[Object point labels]
__________
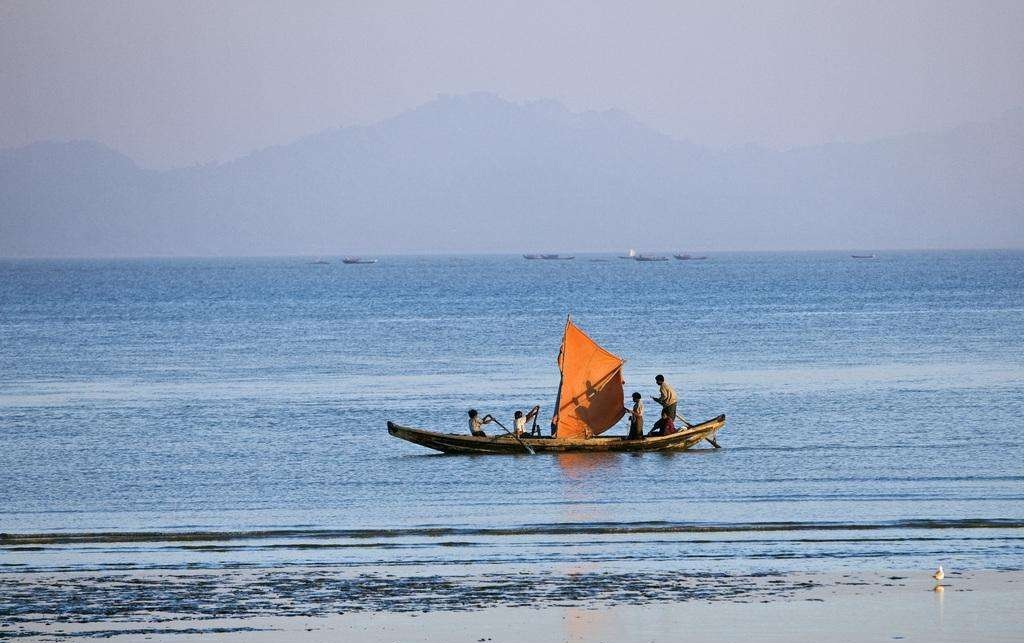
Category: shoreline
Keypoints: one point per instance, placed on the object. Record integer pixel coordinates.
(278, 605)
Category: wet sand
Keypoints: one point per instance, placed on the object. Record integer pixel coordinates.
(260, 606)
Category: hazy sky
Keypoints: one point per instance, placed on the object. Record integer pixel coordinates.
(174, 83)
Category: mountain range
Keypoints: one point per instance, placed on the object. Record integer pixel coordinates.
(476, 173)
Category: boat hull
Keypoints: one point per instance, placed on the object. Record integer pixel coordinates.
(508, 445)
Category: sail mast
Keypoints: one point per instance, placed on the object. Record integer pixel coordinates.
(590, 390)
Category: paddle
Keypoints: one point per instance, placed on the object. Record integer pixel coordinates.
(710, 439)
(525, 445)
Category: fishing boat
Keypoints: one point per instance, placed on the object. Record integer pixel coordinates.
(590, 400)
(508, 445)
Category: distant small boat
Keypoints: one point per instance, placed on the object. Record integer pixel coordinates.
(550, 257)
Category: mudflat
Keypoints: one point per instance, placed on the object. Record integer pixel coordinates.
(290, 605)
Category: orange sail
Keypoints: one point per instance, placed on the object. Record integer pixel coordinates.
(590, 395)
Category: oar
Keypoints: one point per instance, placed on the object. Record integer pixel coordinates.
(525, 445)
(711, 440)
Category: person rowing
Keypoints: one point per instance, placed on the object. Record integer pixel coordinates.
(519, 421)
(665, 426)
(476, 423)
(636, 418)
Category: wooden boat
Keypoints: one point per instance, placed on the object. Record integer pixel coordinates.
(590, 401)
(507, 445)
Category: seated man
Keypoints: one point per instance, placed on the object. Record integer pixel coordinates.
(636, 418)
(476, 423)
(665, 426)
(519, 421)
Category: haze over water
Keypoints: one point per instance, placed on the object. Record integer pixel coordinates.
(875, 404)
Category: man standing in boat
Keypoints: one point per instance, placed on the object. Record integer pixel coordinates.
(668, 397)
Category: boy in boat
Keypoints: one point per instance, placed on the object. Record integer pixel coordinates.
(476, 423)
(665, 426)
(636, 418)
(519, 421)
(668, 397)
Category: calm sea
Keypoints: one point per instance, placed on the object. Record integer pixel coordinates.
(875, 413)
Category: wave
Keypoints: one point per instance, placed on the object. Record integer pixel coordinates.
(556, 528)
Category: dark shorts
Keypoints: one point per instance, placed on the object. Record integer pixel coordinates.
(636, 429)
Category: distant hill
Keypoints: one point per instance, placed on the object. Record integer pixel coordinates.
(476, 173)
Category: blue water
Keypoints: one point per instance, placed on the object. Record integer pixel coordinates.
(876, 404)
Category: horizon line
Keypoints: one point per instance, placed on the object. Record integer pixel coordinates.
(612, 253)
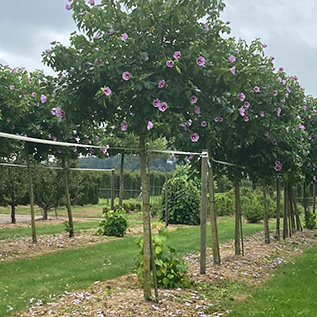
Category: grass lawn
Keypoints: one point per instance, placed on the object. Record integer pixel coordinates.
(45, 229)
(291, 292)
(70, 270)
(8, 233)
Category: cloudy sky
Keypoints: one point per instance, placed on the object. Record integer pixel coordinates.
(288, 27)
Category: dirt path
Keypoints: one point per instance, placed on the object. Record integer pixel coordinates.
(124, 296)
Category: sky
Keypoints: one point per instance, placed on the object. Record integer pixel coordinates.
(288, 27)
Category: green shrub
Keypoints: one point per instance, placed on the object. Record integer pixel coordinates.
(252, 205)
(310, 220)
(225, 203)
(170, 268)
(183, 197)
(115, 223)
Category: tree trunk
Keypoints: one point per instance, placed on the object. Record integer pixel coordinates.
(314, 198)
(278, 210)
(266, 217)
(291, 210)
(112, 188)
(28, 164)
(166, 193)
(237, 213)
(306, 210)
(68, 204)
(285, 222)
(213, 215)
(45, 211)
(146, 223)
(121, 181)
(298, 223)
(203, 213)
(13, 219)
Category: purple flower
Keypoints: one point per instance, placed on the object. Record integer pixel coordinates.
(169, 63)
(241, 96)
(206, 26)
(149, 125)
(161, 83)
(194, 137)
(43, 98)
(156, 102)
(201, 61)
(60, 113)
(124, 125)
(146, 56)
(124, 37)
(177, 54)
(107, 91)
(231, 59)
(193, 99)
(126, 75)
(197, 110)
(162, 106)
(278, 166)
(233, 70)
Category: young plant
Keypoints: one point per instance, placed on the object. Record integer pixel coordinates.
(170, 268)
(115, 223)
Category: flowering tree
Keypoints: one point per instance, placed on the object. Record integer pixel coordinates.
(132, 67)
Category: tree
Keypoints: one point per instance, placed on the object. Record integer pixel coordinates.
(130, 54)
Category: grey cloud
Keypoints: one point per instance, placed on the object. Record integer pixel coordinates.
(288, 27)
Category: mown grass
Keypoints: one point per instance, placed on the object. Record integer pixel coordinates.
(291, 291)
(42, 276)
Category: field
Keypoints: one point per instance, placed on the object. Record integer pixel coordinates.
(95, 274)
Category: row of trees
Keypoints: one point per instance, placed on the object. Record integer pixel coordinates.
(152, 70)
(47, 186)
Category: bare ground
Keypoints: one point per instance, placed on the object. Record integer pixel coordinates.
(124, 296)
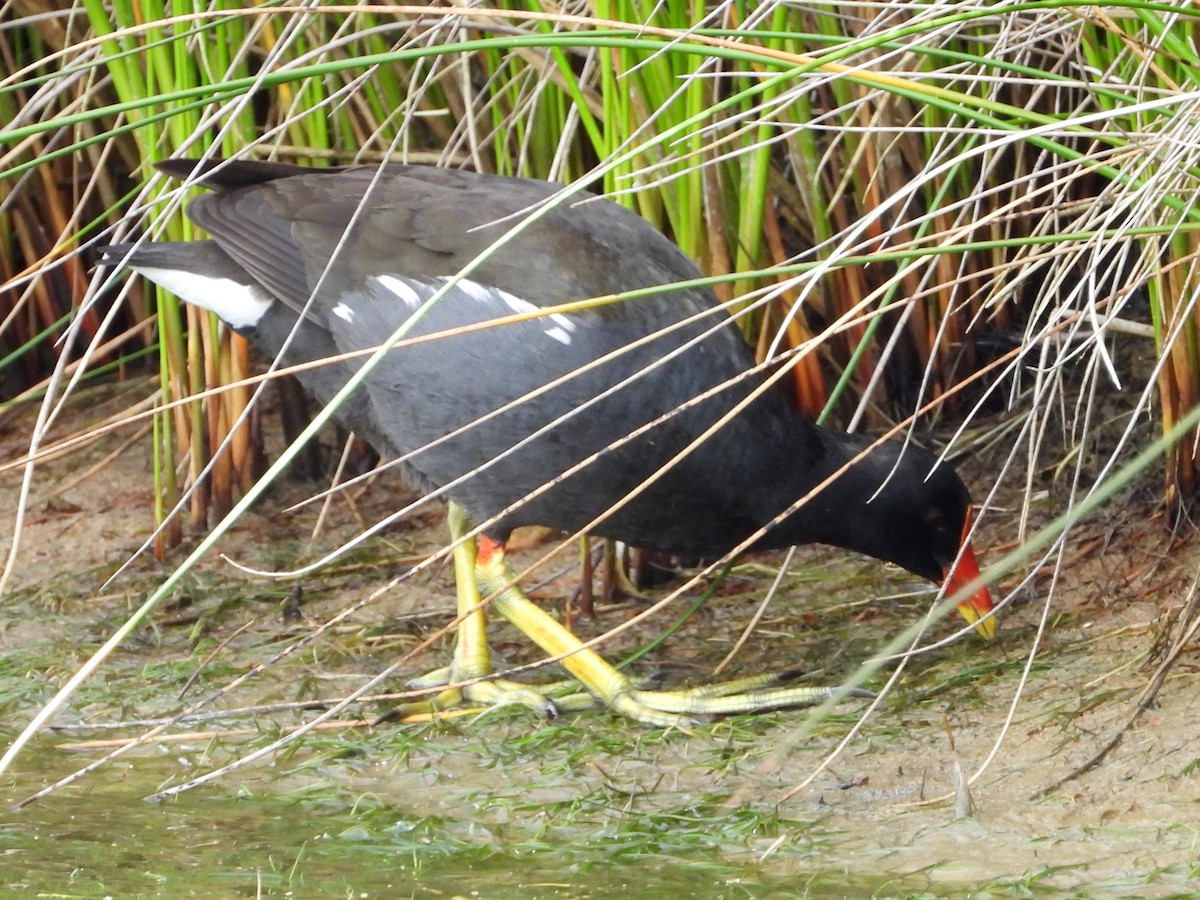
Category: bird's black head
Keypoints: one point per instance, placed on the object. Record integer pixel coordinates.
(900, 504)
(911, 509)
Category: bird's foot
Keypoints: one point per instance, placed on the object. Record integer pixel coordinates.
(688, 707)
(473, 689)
__________
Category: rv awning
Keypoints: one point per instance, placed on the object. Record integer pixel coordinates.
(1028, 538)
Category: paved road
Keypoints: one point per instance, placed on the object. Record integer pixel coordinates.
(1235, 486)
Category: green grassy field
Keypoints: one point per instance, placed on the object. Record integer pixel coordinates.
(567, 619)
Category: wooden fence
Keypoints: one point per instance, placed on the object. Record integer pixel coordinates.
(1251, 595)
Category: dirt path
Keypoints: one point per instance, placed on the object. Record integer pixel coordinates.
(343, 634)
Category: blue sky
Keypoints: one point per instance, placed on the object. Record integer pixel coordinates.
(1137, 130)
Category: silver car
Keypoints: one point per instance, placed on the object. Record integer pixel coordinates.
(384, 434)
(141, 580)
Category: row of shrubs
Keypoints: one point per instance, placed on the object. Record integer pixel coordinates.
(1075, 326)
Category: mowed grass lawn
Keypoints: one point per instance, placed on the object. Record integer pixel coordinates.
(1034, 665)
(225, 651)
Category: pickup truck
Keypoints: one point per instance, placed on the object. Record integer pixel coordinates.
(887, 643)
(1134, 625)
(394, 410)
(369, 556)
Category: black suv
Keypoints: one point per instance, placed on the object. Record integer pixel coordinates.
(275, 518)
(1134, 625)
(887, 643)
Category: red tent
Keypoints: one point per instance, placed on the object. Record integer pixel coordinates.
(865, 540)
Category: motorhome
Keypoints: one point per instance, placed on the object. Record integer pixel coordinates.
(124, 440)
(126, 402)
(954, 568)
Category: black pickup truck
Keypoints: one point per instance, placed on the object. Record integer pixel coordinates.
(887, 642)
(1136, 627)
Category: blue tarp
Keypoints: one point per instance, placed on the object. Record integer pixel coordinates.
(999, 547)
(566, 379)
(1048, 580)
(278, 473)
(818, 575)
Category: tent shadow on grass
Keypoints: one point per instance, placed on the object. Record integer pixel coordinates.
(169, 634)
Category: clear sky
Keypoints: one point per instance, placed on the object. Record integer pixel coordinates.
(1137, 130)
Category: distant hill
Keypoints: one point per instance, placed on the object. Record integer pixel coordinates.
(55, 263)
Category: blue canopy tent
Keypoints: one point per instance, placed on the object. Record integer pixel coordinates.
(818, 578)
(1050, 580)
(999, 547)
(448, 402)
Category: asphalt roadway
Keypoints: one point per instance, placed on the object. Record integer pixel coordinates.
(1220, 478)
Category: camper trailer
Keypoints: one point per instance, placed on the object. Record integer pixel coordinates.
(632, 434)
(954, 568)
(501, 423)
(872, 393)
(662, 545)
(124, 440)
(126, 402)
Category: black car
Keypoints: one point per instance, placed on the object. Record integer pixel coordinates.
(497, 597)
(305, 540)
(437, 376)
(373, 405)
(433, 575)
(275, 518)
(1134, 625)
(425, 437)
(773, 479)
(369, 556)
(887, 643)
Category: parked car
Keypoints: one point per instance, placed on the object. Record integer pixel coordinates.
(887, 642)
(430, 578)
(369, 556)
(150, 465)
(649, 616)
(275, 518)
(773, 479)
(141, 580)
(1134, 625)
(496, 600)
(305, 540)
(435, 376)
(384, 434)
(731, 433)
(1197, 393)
__________
[TO BE DONE]:
Format the part of the material that opens with the line containing "Category: blue tarp" and closes with the line containing "(1197, 393)" as a Markdown table with the columns Row and Line, skipping blank lines.

[ANSWER TO THIS TASK]:
| Row | Line |
|---|---|
| 1 | Category: blue tarp |
| 2 | Keypoints: one point per instance, placed on the object. Record integer pixel coordinates. |
| 3 | (999, 547) |
| 4 | (566, 379) |
| 5 | (1048, 580) |
| 6 | (278, 473) |
| 7 | (818, 575) |
| 8 | Category: tent shadow on grass |
| 9 | Keypoints: one point per instance, placed on the object. Record integer pixel coordinates. |
| 10 | (169, 634) |
| 11 | Category: clear sky |
| 12 | Keypoints: one point per instance, placed on the object. Record integer pixel coordinates. |
| 13 | (1137, 130) |
| 14 | Category: distant hill |
| 15 | Keypoints: one point per instance, placed on the object. Record integer pixel coordinates. |
| 16 | (55, 263) |
| 17 | Category: blue canopy tent |
| 18 | Keypoints: one point per instance, placed on the object. Record integer pixel coordinates. |
| 19 | (818, 578) |
| 20 | (1050, 580) |
| 21 | (999, 547) |
| 22 | (448, 402) |
| 23 | Category: asphalt roadway |
| 24 | Keypoints: one point per instance, placed on the object. Record integer pixel coordinates. |
| 25 | (1220, 478) |
| 26 | Category: camper trailer |
| 27 | Keypoints: one point per instance, placed on the object. Record integer pixel coordinates. |
| 28 | (632, 434) |
| 29 | (954, 568) |
| 30 | (501, 423) |
| 31 | (872, 393) |
| 32 | (662, 545) |
| 33 | (124, 440) |
| 34 | (126, 402) |
| 35 | Category: black car |
| 36 | Keypoints: one point per instance, placed on the object. Record integer pixel coordinates. |
| 37 | (497, 597) |
| 38 | (305, 540) |
| 39 | (437, 376) |
| 40 | (373, 405) |
| 41 | (433, 575) |
| 42 | (275, 518) |
| 43 | (1134, 625) |
| 44 | (425, 437) |
| 45 | (773, 479) |
| 46 | (369, 556) |
| 47 | (887, 643) |
| 48 | Category: parked car |
| 49 | Keypoints: one point per instance, placed on the object. Record integer pixel coordinates. |
| 50 | (887, 642) |
| 51 | (430, 578) |
| 52 | (369, 556) |
| 53 | (150, 465) |
| 54 | (649, 616) |
| 55 | (275, 518) |
| 56 | (773, 479) |
| 57 | (141, 580) |
| 58 | (1134, 625) |
| 59 | (496, 600) |
| 60 | (305, 540) |
| 61 | (435, 376) |
| 62 | (384, 434) |
| 63 | (731, 433) |
| 64 | (1197, 393) |